• Records from a collection:
* * * * * * * * *

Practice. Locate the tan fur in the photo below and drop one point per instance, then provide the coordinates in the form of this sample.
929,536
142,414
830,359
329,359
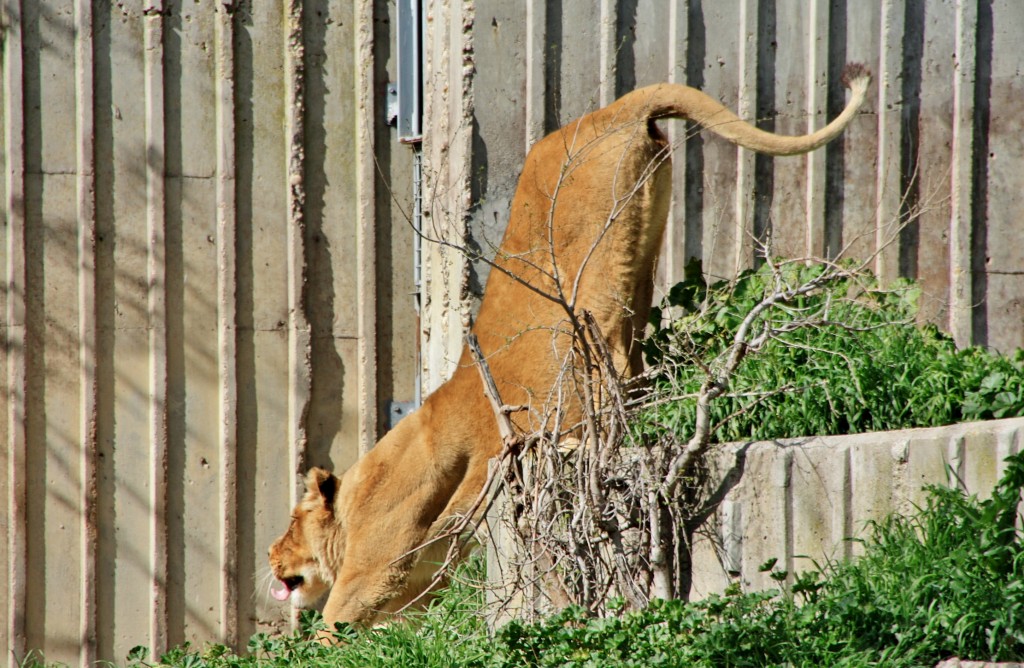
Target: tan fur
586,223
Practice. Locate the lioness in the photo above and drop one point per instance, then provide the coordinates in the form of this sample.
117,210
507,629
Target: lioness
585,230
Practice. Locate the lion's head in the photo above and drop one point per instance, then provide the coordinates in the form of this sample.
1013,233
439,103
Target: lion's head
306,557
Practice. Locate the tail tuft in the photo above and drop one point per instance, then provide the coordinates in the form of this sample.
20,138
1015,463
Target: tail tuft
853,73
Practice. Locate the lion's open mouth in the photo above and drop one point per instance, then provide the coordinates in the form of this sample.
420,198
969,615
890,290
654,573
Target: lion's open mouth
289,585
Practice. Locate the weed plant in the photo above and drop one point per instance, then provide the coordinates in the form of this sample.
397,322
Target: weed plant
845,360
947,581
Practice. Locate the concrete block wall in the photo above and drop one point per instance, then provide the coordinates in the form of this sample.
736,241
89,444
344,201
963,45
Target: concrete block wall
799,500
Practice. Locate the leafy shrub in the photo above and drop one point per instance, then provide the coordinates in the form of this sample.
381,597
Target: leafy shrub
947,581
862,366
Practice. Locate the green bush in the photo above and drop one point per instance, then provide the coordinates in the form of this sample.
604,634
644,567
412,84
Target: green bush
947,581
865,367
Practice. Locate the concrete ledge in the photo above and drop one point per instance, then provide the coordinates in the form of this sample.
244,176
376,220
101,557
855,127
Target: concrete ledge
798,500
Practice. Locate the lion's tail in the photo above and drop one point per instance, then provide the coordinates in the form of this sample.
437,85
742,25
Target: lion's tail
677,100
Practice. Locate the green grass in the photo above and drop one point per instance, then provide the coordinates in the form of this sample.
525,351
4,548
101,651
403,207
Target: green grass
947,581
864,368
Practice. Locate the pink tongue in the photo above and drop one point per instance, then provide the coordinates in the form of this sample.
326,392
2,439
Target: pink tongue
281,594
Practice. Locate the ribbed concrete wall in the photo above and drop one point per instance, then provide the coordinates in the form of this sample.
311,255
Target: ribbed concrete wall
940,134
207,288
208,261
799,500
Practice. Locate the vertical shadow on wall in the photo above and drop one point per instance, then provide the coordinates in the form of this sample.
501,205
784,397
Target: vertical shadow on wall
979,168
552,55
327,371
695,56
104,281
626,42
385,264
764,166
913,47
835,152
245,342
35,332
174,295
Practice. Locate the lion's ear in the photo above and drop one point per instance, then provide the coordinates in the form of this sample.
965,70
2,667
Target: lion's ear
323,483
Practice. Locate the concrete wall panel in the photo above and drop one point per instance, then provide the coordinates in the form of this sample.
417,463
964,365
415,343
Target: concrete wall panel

* * * * * * * * *

• Task: Filter the entries and copy out every line with the word "panel".

• Completed task:
Practice. Locate the concrete wall panel in the photo above and drop one point per instance, then provide the coordinates in the form of this sample.
Target: concrete wall panel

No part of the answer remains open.